(Annotation records)
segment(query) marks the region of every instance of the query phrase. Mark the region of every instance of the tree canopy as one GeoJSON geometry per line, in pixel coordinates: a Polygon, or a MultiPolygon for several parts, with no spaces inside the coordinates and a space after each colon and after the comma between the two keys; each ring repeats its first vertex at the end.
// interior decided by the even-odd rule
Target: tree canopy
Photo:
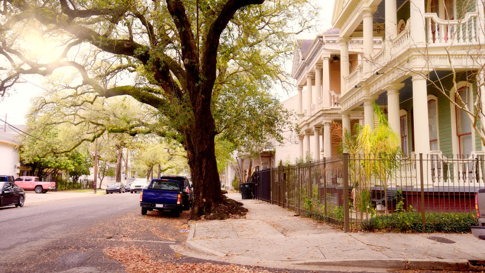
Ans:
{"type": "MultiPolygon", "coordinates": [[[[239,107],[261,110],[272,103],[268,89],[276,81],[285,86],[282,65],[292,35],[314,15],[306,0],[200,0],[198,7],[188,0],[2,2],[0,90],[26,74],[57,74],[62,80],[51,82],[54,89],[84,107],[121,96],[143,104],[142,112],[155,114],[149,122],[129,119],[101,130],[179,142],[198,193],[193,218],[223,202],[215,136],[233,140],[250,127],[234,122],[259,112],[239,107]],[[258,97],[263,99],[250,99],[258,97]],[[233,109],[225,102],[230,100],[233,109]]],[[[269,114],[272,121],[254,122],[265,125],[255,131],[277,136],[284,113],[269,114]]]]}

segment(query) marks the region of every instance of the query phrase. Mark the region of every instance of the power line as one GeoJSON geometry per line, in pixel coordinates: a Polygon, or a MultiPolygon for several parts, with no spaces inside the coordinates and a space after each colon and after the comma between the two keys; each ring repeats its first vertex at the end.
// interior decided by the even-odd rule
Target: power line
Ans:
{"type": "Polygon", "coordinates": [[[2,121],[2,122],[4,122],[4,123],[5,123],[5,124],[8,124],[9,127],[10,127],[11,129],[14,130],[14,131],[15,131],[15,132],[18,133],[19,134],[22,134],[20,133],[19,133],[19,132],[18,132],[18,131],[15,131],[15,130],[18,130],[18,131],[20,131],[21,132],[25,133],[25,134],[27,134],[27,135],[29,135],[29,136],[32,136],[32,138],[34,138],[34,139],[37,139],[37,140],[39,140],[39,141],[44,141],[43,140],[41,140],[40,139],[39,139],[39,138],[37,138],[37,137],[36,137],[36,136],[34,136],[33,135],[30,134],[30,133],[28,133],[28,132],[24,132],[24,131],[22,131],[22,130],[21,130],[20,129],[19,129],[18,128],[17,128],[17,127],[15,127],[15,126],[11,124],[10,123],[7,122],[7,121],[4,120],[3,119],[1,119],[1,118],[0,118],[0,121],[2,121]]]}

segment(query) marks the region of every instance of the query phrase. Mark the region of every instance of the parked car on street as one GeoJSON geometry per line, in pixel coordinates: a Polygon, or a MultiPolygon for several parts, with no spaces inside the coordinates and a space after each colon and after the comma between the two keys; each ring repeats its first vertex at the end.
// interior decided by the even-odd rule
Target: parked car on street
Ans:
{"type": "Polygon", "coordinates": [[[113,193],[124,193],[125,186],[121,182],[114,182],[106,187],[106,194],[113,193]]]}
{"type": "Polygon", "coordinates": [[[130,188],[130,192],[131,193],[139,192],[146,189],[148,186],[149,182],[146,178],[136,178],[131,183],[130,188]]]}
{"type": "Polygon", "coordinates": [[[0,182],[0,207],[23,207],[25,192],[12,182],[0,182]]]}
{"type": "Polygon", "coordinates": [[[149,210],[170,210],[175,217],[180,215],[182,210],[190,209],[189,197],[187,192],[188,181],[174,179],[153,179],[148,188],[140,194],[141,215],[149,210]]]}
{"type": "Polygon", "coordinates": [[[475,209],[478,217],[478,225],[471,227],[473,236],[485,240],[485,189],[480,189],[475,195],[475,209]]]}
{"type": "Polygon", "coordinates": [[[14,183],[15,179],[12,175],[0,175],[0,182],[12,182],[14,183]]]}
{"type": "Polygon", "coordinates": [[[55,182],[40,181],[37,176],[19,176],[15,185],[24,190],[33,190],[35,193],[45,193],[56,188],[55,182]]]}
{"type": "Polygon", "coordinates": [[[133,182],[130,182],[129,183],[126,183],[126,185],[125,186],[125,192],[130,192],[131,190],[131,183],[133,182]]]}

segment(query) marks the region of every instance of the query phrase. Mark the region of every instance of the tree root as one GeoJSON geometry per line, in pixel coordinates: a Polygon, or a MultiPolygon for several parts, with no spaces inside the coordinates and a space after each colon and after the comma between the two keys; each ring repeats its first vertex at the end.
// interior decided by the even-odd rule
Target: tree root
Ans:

-- Problem to work on --
Please output every line of the listing above as a numbered list, dropping the blank lines and leaving out the pictures.

-- Correct answer --
1. segment(query) marks the region of every instance of the query phrase. Mark the region of every instance of the tree canopy as one GeoJSON geometry per line, in pixel coordinates: a Polygon, or a MultiPolygon for several parts, with no spaces inside the coordinates and a space after each colon and after the comma between the two keys; each ring repeats its first vertex at the end.
2. // interior decided by the even-odd rule
3. Target: tree canopy
4. Photo:
5. Ans:
6. {"type": "MultiPolygon", "coordinates": [[[[239,107],[261,110],[272,103],[268,89],[276,81],[285,86],[282,65],[292,35],[314,15],[306,0],[200,0],[198,7],[188,0],[2,2],[0,90],[26,74],[57,74],[62,80],[51,82],[54,89],[84,107],[121,96],[143,104],[142,112],[155,114],[149,122],[129,119],[101,130],[179,142],[198,193],[193,218],[223,202],[215,136],[233,140],[250,127],[234,122],[259,112],[239,107]],[[258,97],[263,99],[250,99],[258,97]],[[233,109],[225,102],[230,100],[233,109]]],[[[269,114],[272,121],[254,122],[265,125],[255,131],[277,136],[284,113],[269,114]]]]}
7. segment(query) marks the region of every instance of the query phrase. Mark the region of every instance of the power line as one GeoJSON geometry per line, in pixel coordinates: a Polygon, or a MultiPolygon for several parts, with no spaces inside the coordinates and a space after each colon and after the comma between the two keys; each ring repeats its first vertex at the end.
8. // interior decided by the even-odd rule
9. Target: power line
10. Ans:
11. {"type": "Polygon", "coordinates": [[[2,121],[2,122],[4,122],[4,123],[5,123],[5,124],[8,124],[9,127],[10,127],[11,129],[14,130],[14,131],[15,131],[15,132],[18,133],[19,134],[22,134],[20,133],[19,133],[19,132],[18,132],[18,131],[15,131],[15,130],[18,130],[18,131],[20,131],[21,132],[25,133],[25,134],[27,134],[27,135],[29,135],[29,136],[32,136],[32,138],[34,138],[34,139],[37,139],[37,140],[39,140],[39,141],[44,141],[43,140],[41,140],[40,139],[39,139],[39,138],[37,138],[37,137],[36,137],[36,136],[34,136],[33,135],[30,134],[30,133],[28,133],[28,132],[24,132],[24,131],[22,131],[22,130],[21,130],[20,129],[19,129],[18,128],[17,128],[17,127],[15,127],[15,126],[11,124],[10,123],[7,122],[7,121],[4,120],[3,119],[1,119],[1,118],[0,118],[0,121],[2,121]]]}
12. segment(query) marks the region of every instance of the query phrase. Mark the region of every instance of the parked car on street as one GeoJSON geometry per line, in pixel coordinates: a Polygon, or a MultiPolygon for several parts, with no spaces inside the coordinates and a space after each colon and after the comma between the two keys; each ring repeats its first vertex at the end.
13. // interior decided by the even-odd rule
14. Target: parked car on street
15. Ans:
16. {"type": "Polygon", "coordinates": [[[113,193],[124,193],[125,186],[121,182],[114,182],[106,187],[106,194],[113,193]]]}
17. {"type": "Polygon", "coordinates": [[[130,188],[130,192],[131,193],[139,192],[146,189],[148,186],[149,182],[146,178],[136,178],[131,183],[130,188]]]}
18. {"type": "Polygon", "coordinates": [[[0,182],[0,207],[23,207],[25,192],[12,182],[0,182]]]}
19. {"type": "Polygon", "coordinates": [[[149,210],[170,210],[175,217],[180,215],[182,210],[190,209],[189,197],[187,192],[188,181],[174,179],[153,179],[148,188],[140,194],[141,215],[149,210]]]}
20. {"type": "Polygon", "coordinates": [[[475,209],[478,217],[478,225],[471,227],[473,236],[485,240],[485,189],[480,189],[475,195],[475,209]]]}
21. {"type": "Polygon", "coordinates": [[[14,183],[15,179],[12,175],[0,175],[0,182],[12,182],[14,183]]]}
22. {"type": "Polygon", "coordinates": [[[55,182],[40,181],[37,176],[19,176],[15,185],[24,190],[33,190],[35,193],[45,193],[56,188],[55,182]]]}
23. {"type": "Polygon", "coordinates": [[[133,182],[130,182],[129,183],[126,183],[126,185],[125,186],[125,192],[130,192],[131,190],[131,183],[133,182]]]}
24. segment(query) marks the region of every instance of the query phrase. Mark the region of every instance of the tree root as one GeoJSON geometry per line, in pixel coordinates: a Polygon, or a MultiPolygon for several parts, with no spaces inside the coordinates and a space after each colon and after the comma between the two keys; each ring repeats its first vertex at the end.
25. // interior decided by the even-odd rule
26. Target: tree root
27. Ans:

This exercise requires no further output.